- _ABOUT THIS EXERCISE_: Output a verbatim copy of the data, cut off after the line that contains "woman's hand, each".

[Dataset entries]
= Beginning of Section =

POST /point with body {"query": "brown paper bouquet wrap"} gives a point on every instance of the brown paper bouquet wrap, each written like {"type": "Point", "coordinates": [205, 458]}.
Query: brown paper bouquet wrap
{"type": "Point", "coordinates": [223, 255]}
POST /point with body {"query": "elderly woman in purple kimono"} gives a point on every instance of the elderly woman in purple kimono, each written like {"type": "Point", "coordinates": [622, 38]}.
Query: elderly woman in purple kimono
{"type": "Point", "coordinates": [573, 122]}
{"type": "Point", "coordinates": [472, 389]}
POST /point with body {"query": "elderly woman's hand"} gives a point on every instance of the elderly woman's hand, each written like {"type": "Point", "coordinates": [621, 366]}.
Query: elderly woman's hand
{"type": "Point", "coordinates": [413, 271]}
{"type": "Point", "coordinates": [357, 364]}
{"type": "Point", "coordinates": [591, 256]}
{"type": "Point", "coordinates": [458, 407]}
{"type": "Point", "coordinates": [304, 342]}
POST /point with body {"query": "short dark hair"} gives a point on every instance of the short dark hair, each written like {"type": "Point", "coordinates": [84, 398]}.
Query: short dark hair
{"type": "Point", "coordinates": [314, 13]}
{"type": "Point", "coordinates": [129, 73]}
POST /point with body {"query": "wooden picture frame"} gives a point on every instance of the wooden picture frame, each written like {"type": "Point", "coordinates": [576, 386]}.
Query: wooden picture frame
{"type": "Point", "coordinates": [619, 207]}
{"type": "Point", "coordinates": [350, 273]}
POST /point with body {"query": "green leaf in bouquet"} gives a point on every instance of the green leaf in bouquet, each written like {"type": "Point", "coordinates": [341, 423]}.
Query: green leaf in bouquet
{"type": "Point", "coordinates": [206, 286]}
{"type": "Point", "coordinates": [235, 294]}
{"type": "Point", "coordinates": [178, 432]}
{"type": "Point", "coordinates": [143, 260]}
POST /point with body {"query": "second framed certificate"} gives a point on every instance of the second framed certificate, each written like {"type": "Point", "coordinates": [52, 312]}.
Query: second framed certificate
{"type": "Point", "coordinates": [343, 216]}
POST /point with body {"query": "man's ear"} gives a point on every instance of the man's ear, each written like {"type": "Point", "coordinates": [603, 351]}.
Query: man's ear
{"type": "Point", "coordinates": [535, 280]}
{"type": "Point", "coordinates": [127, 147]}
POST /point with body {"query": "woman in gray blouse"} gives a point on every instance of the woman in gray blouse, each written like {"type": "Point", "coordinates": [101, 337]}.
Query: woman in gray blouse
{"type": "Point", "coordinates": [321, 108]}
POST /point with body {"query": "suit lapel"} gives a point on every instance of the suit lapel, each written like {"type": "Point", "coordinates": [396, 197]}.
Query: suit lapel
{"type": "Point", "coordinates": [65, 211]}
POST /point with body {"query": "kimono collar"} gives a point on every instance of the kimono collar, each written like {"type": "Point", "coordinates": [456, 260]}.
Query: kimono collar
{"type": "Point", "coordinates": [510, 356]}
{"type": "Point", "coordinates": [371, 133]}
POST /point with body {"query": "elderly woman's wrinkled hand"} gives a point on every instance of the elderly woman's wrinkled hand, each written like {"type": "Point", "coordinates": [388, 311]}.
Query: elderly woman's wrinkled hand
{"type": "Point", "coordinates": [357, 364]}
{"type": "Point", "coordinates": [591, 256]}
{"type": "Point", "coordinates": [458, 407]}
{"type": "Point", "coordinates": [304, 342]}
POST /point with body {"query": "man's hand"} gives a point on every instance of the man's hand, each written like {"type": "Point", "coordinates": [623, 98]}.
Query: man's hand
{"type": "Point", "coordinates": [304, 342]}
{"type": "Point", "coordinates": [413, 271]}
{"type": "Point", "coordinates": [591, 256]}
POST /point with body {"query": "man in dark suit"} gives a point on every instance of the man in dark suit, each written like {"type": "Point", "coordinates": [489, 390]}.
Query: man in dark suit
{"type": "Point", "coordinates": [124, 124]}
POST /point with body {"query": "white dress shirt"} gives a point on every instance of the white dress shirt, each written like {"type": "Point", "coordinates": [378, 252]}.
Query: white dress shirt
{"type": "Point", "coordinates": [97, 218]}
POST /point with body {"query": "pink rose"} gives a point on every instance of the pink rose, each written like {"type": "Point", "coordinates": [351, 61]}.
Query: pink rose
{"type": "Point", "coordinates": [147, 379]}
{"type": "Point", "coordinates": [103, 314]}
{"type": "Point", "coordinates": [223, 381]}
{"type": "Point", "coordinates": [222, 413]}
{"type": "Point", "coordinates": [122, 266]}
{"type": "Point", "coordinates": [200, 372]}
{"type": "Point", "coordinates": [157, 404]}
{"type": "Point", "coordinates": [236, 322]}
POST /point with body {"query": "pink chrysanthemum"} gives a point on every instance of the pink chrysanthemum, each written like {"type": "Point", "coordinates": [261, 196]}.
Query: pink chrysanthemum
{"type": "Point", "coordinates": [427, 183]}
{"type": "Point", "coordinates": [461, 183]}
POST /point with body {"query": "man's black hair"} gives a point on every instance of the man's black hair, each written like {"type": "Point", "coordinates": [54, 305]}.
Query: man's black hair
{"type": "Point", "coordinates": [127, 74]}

= End of Section =

- _EXERCISE RESPONSE_:
POST /point with body {"query": "brown paper bouquet wrap"} gives a point on every instance of the brown paper bouquet wrap, each written like {"type": "Point", "coordinates": [205, 458]}.
Query: brown paper bouquet wrap
{"type": "Point", "coordinates": [223, 255]}
POST /point with body {"query": "elderly woman in purple kimono"} gives a point on every instance of the elderly woman in purple kimono, each written like {"type": "Point", "coordinates": [622, 38]}.
Query: elderly woman in purple kimono
{"type": "Point", "coordinates": [573, 122]}
{"type": "Point", "coordinates": [472, 389]}
POST /point with body {"query": "elderly woman's hand"} gives a point on every instance of the elderly woman's hand, each written like {"type": "Point", "coordinates": [621, 366]}.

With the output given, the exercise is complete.